Deadly car bombings hit northern Iraq

Suicide attacks target police and army checkpoints, killing a total of 16 people in Mosul and in town near Kirkuk.

    The car bombing near Kirkuk was one of two deadly attacks to hit northern Iraq on Sunday [EPA]
    The car bombing near Kirkuk was one of two deadly attacks to hit northern Iraq on Sunday [EPA]

    A car bombing in a commercial area of a northern Iraqi city has killed at least 10 people, while a separate bombing in the north has left six more dead, Iraqi officials say.

    The explosives-laden parked car targeted a joint Iraqi army and police patrol while it passed through a busy commercial area in Mosul on Sunday, killing five civilians and five security personnel, a police officer told the Associated Press news agency.

    He said at least 12 other people were wounded in that blast.

    A medical official confirmed the figures. Both officials spoke on condition of anonymity as they were not authorised to release information. 

    Mosul is located about 360km northwest of Baghdad.

    Hours earlier, a suicide car bomber drove his vehicle into a security checkpoint in the northern town of Dibis, killing six people and wounding 15 others, Bestoon Rasheed, the police chief, said.

     

    He said 15 other people were wounded in the attack.

    Civilians were among the victims, but a breakdown of the casualties was not immediately available.

    The town is located near the city of Kirkuk, 290km north of Baghdad.

    No one immediately claimed responsibility for the attack, but suicide bombings and well-coordinated attacks are a hallmark of an al-Qaeda's breakaway branch that operates in Iraq, known as the Islamic State of Iraq and the Levant.

    Also on Sunday, in a village in the Sulaiman Bek area, also north of Baghdad, armed men attacked a police officer's house, killing his father and brother and wounding another two people.

    Sulaiman Bek has been repeatedly attacked by armed groups, who have seized part or all of the area on several occasions.

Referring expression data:
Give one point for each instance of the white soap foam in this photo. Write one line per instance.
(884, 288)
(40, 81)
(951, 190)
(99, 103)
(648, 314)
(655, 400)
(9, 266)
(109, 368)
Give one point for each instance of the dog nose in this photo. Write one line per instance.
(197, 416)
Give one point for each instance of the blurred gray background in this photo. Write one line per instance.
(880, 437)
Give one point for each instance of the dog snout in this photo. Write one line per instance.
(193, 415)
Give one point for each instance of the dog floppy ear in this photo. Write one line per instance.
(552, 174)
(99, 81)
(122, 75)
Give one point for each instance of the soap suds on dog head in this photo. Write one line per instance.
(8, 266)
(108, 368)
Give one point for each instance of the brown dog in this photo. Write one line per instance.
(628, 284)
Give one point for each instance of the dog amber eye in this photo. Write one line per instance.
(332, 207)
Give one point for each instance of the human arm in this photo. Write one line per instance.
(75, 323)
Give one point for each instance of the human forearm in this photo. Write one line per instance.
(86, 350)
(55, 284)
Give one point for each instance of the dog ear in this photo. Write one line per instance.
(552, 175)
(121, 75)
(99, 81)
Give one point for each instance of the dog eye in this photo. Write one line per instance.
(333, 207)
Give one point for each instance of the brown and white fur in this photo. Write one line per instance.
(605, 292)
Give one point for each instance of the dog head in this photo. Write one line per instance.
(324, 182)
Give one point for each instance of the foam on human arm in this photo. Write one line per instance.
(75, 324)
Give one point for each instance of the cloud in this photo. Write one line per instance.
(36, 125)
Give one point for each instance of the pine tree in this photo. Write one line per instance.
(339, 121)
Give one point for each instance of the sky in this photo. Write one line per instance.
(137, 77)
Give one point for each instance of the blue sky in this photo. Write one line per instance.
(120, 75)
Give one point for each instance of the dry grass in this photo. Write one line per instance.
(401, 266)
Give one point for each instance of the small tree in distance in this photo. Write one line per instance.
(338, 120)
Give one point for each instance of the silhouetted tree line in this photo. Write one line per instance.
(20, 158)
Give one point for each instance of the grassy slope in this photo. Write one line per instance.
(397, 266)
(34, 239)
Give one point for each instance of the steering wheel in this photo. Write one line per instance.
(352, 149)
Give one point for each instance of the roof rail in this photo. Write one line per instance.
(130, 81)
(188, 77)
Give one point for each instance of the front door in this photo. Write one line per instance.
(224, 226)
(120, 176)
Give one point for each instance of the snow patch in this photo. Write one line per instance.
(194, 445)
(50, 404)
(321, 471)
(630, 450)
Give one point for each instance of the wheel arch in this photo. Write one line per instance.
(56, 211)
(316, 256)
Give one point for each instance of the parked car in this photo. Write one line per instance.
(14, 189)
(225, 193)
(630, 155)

[WHAT YOU WILL DO]:
• a. Answer these questions using the news report on the bombings in northern Iraq.
(i) How far from Baghdad is Mosul, and in which direction?
(ii) Who gave the casualty figures for the bombing in Dibis?
(iii) Who was killed when armed men attacked a police officer's house in the Sulaiman Bek area?
• b. From the news report on the bombings in northern Iraq, write out the text starting at "Hours earlier, a" and ending at "Rasheed, the police chief, said.".

[ANSWERS TO THE TASKS]:
• a.
(i) About 360km northwest of Baghdad.
(ii) Bestoon Rasheed, the police chief.
(iii) The police officer's father and brother.

• b.
Hours earlier, a suicide car bomber drove his vehicle into a security checkpoint in the northern town of Dibis, killing six people and wounding 15 others, Bestoon Rasheed, the police chief, said.